Excerto da página »
__________________________________________________

Um quilo pesa um quilo, um metro mede um metro e um litro é um litro. Que raio de perguntas! Pois, está certo, ninguém diz o contrário, mas e se quisesse? O que o Bicho-que-Morde quer saber é por que não é mais ou menos e porque estas e não outras medidas. Ah, isso é uma outra história, uma história com mais de 200 anos, que começa assim…

Mais coisa, menos coisa, quilo, metro e litro são o que são desde 1789, quando, a mando do rei de França, Luís XVI, um grupo de cientistas da Academia Francesa de Ciências ficou incumbido de achar medidas iguais para toda a gente. Para acabar com os abusos e a confusão de cada um usar o que bem entendesse, foram criadas duas comissões, uma para determinar pesos e volumes e outra para definir comprimentos e larguras.

O primeiro grupo, que incluiu Antoine Lavoisier, o pai da química moderna, estipulou primeiramente o que deveria ser 1 litro – a quantidade líquida (volume ou capacidade) que cabe num cubo com 10 centímetros em cada um dos lados –, um decímetro cúbico (dm3), portanto. Resolvida que estava a questão, passou-se para o quilo, que seria nada menos do que 1 litro de água congelada.

Ao segundo grupo, liderado pelo astrónomo Jaques Cassini, coube a tarefa mais demorada: medir a distância do Equador ao Polo Norte, através do meridiano que passa por Paris. Feitos os cálculos, decidiram que 1 metro corresponderia a uma distância ínfima do percurso que vai de um ponto ao outro (décima milionésima parte).

__________________________________________________

Itens fornecidos »
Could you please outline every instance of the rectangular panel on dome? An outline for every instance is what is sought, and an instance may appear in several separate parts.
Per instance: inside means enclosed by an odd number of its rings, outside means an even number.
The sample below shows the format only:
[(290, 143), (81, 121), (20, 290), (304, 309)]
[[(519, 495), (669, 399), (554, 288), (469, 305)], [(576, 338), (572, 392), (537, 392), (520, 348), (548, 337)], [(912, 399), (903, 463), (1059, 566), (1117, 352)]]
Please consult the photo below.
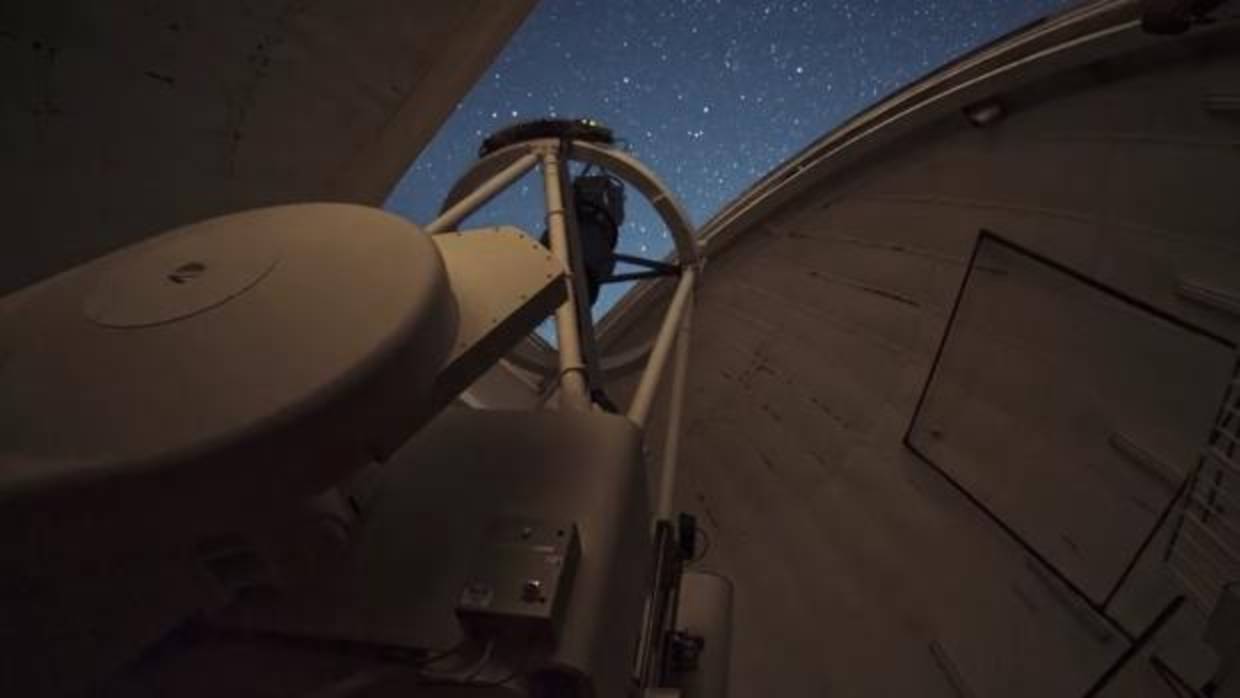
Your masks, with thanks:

__________________________________________________

O que fazer »
a) Reescreva em forma de lista o parágrafo do excerto que começa por «O primeiro grupo, que incluiu», conservando os factos principais.
b) Diga se cada afirmação concorda com o excerto, respondendo sim ou não e citando literalmente as palavras do excerto que o decidem: (i) o grupo de cientistas foi incumbido da tarefa a mando do rei Luís XVI; (ii) o grupo liderado por Jaques Cassini ficou com a tarefa mais rápida; (iii) o metro corresponde à décima milionésima parte do percurso do Equador ao Polo Norte.
Os itens não são necessários para este trabalho.

Resultados por ordem »
a)
- O primeiro grupo incluiu Antoine Lavoisier, o pai da química moderna.
- Começou por definir o litro como a quantidade líquida que cabe num cubo com 10 centímetros de lado, ou seja, um decímetro cúbico (dm3).
- Depois definiu o quilo como 1 litro de água congelada.

b)
(i) Sim: «a mando do rei de França, Luís XVI».
(ii) Não: «coube a tarefa mais demorada».
(iii) Sim: «1 metro corresponderia a uma distância ínfima do percurso que vai de um ponto ao outro (décima milionésima parte)».